Istruzioni
1 – Trascrivi il brano del testo sul congedo di paternità che comincia con "Questi sono i" e termina con "28 novembre all’Iss.".
2 – Nel testo sul congedo di paternità, quale percentuale di padri ricorre al congedo parentale?

Documento
============

Roma – Il 73% dei padri italiani usufruisce del congedo di paternità, mentre l’utilizzo del congedo parentale – l’astensione facoltativa dal lavoro, concessa a entrambi i genitori – da parte dei padri è basso, con il 20,4% soltanto di loro che vi ricorre. Per il 69% delle madri e per il 72% dei padri, il congedo di paternità dovrebbe essere più lungo, e le madri avrebbero bisogno di un periodo più prolungato per l’allattamento. La maggior parte delle madri e dei padri infine (91% e 89%) ritiene inadeguata la durata dell’attuale congedo di paternità e non è d’accordo con la divisione tradizionale dei ruoli familiari, sia di cura che domestici.
Questi sono i principali risultati di uno studio che è parte di 4e-parent (le 4 ‘E’ stanno per Early, per la partecipazione da subito, Equal, per indicare un approccio paritario, Engaged, che richiama la partecipazione, Empathetic, per la valenza empatica accudente e responsiva) un progetto europeo coordinato dall’Istituto superiore di sanità (Iss) con l’obiettivo di promuovere la paternità accudente, e i cui risultati verranno presentati nel corso del convegno Essere padri, prendersi cura – 4e-parent che avrà luogo i 28 novembre all’Iss.

============

Voci fornite
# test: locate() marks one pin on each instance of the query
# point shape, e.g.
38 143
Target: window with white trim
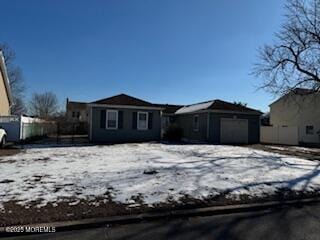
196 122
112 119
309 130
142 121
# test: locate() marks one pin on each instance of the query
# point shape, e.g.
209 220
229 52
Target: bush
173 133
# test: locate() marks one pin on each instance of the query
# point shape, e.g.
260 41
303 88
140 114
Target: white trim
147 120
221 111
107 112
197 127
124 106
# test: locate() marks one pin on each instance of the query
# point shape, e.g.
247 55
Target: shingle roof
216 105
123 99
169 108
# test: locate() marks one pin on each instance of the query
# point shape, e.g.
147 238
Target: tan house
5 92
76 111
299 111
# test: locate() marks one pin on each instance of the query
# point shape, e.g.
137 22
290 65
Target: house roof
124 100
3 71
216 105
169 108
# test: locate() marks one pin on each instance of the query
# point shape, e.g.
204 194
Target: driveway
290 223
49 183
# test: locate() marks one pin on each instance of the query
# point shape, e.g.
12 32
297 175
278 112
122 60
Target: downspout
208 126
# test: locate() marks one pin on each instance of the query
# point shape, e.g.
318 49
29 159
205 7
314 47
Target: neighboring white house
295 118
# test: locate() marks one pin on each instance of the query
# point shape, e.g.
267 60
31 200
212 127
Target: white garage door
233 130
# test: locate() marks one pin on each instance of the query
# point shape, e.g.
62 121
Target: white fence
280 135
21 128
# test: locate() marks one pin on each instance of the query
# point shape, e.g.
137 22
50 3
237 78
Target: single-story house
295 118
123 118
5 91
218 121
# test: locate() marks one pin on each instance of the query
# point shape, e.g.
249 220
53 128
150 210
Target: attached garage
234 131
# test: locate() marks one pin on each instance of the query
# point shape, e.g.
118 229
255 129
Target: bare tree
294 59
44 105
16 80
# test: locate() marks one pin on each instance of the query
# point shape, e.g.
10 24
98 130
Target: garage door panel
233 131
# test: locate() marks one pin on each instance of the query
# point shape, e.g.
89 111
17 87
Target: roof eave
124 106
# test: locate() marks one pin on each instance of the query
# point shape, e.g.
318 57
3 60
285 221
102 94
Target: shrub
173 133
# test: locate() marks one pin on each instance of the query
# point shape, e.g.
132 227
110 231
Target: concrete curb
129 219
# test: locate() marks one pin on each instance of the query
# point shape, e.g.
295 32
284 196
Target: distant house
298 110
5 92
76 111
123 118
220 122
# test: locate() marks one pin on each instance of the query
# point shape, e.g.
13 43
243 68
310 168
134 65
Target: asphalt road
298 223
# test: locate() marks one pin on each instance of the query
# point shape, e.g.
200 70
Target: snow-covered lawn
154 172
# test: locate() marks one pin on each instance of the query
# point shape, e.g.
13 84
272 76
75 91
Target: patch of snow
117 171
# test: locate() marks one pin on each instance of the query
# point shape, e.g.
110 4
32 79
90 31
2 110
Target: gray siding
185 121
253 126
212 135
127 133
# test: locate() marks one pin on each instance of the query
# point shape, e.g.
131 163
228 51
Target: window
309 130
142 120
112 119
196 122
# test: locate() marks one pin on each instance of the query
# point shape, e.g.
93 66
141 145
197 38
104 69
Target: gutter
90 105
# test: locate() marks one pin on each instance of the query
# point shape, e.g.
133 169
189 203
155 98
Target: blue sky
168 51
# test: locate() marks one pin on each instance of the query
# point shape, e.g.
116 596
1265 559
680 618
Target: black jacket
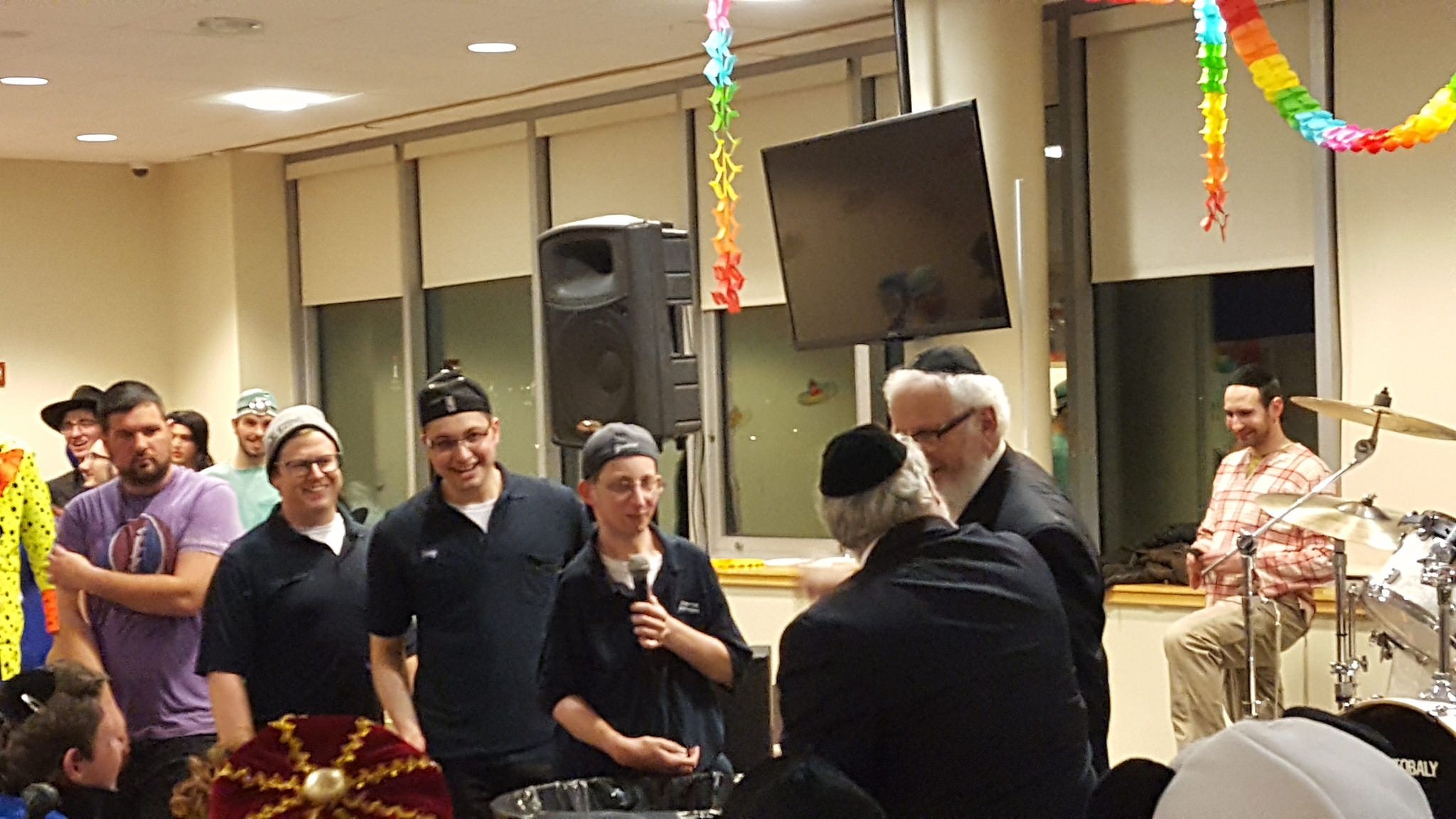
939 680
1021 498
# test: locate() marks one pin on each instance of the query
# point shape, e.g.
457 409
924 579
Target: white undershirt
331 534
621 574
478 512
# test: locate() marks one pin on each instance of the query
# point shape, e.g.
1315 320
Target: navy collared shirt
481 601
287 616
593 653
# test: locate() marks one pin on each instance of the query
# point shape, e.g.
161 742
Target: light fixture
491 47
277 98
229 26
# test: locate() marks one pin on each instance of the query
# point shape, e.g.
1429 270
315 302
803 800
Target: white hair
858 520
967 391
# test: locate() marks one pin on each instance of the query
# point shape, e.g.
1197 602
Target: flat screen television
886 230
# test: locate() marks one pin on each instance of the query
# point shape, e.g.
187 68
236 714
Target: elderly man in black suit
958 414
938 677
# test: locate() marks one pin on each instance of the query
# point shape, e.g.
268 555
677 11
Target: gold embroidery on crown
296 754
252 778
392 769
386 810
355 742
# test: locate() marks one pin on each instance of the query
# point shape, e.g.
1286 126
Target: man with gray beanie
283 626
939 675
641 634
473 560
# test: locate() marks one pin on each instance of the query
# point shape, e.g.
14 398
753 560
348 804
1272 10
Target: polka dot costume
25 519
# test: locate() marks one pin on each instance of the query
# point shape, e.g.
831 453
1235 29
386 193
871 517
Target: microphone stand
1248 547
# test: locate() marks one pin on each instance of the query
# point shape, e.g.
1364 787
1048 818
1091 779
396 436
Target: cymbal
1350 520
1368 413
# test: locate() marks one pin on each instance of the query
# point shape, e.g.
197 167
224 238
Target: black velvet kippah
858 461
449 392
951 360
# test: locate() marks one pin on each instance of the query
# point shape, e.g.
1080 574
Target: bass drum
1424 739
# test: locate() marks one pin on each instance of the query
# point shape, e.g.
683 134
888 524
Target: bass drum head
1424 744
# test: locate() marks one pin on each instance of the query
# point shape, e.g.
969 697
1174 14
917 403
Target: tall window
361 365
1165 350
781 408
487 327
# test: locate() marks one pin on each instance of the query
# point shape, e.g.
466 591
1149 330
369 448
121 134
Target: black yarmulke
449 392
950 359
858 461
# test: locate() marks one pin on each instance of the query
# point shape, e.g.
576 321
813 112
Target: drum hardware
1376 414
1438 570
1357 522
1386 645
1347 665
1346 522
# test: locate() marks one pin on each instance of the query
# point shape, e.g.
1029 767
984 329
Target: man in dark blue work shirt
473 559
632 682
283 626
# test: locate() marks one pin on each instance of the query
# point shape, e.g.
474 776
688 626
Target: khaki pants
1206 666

============

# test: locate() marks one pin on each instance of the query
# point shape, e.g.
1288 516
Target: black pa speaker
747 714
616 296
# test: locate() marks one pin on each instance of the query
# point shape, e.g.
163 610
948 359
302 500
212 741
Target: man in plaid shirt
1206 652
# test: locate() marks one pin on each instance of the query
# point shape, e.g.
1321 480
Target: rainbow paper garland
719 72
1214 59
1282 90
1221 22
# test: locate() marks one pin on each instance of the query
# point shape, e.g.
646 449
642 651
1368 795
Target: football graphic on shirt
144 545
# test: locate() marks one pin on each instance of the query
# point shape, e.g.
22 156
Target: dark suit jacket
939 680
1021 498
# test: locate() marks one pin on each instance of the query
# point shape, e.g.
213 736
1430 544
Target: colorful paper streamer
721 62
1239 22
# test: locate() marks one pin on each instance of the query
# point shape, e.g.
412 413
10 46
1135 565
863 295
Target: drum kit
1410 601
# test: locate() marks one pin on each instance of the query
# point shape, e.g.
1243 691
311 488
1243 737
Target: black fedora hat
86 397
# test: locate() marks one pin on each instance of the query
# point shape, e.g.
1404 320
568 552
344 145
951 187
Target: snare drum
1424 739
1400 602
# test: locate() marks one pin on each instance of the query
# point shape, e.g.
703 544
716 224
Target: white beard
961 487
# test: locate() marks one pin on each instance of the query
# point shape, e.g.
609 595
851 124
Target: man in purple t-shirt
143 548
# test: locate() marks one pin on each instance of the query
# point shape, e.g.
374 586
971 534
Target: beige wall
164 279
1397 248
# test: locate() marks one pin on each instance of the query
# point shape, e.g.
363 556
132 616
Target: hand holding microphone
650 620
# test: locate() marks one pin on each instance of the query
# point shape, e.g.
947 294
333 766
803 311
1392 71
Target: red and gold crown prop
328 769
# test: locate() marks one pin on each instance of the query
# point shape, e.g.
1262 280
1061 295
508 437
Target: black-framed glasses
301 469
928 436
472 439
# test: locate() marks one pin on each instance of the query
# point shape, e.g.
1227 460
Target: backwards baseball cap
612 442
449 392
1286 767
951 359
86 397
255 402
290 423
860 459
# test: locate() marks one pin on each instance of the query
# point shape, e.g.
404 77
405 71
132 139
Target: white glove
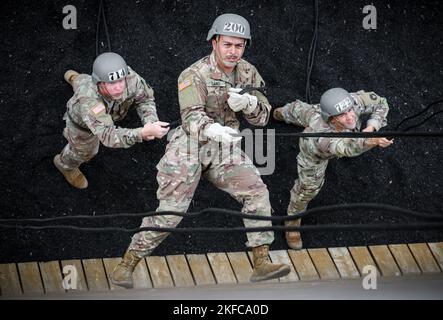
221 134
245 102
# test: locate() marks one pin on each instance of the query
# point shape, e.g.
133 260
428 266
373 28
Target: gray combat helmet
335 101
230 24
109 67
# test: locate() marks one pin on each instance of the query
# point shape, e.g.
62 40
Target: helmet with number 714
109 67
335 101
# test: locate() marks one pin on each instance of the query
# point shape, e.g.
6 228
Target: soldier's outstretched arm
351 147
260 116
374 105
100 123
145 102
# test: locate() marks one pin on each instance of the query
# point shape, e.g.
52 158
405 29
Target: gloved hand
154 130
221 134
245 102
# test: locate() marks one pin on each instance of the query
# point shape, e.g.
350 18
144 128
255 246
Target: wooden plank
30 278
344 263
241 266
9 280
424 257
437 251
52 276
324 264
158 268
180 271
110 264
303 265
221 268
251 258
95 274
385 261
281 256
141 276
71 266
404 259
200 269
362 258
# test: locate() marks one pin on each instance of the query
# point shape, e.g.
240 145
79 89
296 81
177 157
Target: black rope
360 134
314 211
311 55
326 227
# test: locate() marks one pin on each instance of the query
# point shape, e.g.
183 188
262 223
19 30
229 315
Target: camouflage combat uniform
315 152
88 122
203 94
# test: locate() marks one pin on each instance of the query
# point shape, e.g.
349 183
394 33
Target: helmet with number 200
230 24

============

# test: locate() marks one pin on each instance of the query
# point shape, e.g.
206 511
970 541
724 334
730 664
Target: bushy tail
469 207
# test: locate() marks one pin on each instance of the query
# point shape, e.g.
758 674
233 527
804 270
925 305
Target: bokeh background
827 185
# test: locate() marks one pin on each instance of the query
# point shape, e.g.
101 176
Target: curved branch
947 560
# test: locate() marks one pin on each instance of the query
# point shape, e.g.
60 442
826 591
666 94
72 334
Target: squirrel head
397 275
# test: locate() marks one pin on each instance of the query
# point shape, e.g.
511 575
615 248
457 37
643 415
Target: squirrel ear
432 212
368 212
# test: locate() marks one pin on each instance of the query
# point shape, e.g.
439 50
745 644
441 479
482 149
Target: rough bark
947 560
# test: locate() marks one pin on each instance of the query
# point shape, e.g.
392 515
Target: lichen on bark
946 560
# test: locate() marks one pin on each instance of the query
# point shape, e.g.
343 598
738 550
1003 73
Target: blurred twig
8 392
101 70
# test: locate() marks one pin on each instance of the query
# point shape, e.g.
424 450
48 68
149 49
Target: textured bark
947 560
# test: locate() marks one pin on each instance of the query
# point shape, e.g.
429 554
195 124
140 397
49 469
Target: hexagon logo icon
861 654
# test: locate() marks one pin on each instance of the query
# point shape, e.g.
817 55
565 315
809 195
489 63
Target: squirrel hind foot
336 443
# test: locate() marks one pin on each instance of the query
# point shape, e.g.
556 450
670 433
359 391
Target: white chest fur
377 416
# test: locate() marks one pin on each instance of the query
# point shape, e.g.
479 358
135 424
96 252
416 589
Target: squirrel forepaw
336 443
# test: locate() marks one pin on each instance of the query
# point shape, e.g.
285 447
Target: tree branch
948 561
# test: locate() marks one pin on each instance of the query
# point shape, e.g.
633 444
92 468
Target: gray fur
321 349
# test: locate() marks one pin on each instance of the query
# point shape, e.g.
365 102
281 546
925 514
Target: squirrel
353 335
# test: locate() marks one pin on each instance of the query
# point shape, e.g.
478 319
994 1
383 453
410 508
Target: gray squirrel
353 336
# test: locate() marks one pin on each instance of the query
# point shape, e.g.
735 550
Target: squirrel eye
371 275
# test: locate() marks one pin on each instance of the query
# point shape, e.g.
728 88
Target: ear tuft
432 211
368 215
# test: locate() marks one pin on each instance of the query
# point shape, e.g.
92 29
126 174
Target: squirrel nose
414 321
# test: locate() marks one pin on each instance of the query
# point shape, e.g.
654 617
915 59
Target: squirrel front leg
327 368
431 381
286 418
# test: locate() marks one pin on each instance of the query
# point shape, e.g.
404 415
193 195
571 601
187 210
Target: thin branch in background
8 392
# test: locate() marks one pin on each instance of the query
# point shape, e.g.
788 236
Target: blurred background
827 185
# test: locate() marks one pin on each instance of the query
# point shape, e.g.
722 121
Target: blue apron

============

Soluzioni
1 –
Questi sono i principali risultati di uno studio che è parte di 4e-parent (le 4 ‘E’ stanno per Early, per la partecipazione da subito, Equal, per indicare un approccio paritario, Engaged, che richiama la partecipazione, Empathetic, per la valenza empatica accudente e responsiva) un progetto europeo coordinato dall’Istituto superiore di sanità (Iss) con l’obiettivo di promuovere la paternità accudente, e i cui risultati verranno presentati nel corso del convegno Essere padri, prendersi cura – 4e-parent che avrà luogo i 28 novembre all’Iss.

2 – Il 20,4%.